▼

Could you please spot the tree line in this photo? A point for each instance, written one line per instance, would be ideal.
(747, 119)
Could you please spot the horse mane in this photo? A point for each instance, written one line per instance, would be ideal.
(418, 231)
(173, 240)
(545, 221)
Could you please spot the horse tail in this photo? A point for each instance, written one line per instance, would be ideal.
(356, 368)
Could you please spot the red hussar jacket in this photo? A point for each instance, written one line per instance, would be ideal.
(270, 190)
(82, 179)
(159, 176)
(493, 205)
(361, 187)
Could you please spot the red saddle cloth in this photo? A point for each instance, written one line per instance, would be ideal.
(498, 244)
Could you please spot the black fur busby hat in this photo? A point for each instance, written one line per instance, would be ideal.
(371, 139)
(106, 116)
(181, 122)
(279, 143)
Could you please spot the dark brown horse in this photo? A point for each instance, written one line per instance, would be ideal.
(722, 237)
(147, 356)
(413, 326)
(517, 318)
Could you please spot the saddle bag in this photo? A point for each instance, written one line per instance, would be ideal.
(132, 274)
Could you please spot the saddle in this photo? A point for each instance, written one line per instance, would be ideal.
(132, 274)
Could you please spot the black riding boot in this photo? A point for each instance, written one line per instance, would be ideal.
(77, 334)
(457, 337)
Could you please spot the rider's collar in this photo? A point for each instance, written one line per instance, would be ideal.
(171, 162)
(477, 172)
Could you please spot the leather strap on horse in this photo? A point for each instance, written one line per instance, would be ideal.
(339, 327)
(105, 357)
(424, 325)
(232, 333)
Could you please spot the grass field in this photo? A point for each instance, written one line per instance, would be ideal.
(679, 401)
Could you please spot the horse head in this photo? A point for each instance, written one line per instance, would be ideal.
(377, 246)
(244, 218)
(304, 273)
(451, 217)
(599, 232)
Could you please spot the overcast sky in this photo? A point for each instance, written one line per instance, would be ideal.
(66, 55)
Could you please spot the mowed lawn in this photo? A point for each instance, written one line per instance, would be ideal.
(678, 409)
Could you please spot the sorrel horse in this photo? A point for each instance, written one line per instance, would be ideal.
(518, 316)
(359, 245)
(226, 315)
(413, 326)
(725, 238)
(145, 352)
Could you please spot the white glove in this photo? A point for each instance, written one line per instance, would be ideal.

▲

#### To be done
Convert every line of the items above into a Markdown table with two columns, "Number" and "Line", giving each line its own numbered row and leaving out blank lines.

#### Correct answer
| Number | Line |
|---|---|
| 1 | Could you please spot the tree line in this photo? A point for each instance, written one line per instance, would be ideal. |
| 2 | (747, 119) |
| 3 | Could you please spot the horse mane in this photo? A point for each instance, written one line per instance, would be ideal. |
| 4 | (418, 231) |
| 5 | (173, 240) |
| 6 | (545, 221) |
| 7 | Could you please spot the horse tail in this photo? A point for each instance, written one line per instance, would be ideal. |
| 8 | (356, 368) |
| 9 | Could you please spot the red hussar jacket in this photo? A point for each instance, written one line per instance, would be ideal. |
| 10 | (270, 190) |
| 11 | (82, 179) |
| 12 | (159, 176) |
| 13 | (493, 205) |
| 14 | (361, 187) |
| 15 | Could you please spot the red saddle cloth in this photo? A point for each instance, written one line per instance, would be ideal. |
| 16 | (498, 244) |
| 17 | Could you please spot the black fur busby hat in this photo? A point for each instance, written one line per instance, would be ideal. |
| 18 | (371, 139) |
| 19 | (106, 116) |
| 20 | (181, 122) |
| 21 | (279, 143) |
| 22 | Could you please spot the dark brown horse in this photo? A point for each instance, written one line per instance, would be ideal. |
| 23 | (722, 237) |
| 24 | (147, 356) |
| 25 | (413, 326) |
| 26 | (517, 318) |
| 27 | Could you please spot the saddle bag in this photo? A point for each instance, written one line per instance, would be ideal. |
| 28 | (132, 274) |
| 29 | Could you please spot the saddle in this photo? A point for each instance, written one line per instance, would be ideal. |
| 30 | (132, 274) |
| 31 | Could you please spot the black riding boot in this photo? A point for each instance, written one line per instance, would be ideal. |
| 32 | (77, 334) |
| 33 | (457, 337) |
| 34 | Could you please spot the rider's collar in this photo? A point for each instance, written one line per instance, would be ideal. |
| 35 | (171, 162) |
| 36 | (477, 172) |
| 37 | Could you please spot the leather strap on horse in this photo? A point for each instance, written one line per instance, would be ideal. |
| 38 | (339, 327) |
| 39 | (105, 357) |
| 40 | (424, 325) |
| 41 | (232, 333) |
| 42 | Could you please spot the grass field in this photo? A point for each instance, written one line per instance, would be ideal. |
| 43 | (679, 401) |
| 44 | Could you please spot the horse head in this photo? A point for each instance, written one line per instance, would be ideal. |
| 45 | (377, 246) |
| 46 | (244, 218) |
| 47 | (304, 273) |
| 48 | (451, 217) |
| 49 | (599, 232) |
| 50 | Could you please spot the overcast sky in this photo? A point for each instance, written one line per instance, would be ideal. |
| 51 | (66, 55) |
| 52 | Could you please spot the mowed lawn in this photo? A point for each instance, written one line per instance, would be ideal. |
| 53 | (678, 409) |
| 54 | Could you please spot the sorrel horse in this photo? A point for each instance, written one line per instance, would be ideal. |
| 55 | (518, 316) |
| 56 | (359, 245) |
| 57 | (226, 315) |
| 58 | (413, 326) |
| 59 | (725, 238) |
| 60 | (145, 352) |
| 61 | Could you please spot the white glove in this photo? A point for each instance, written one line per instance, would be ideal. |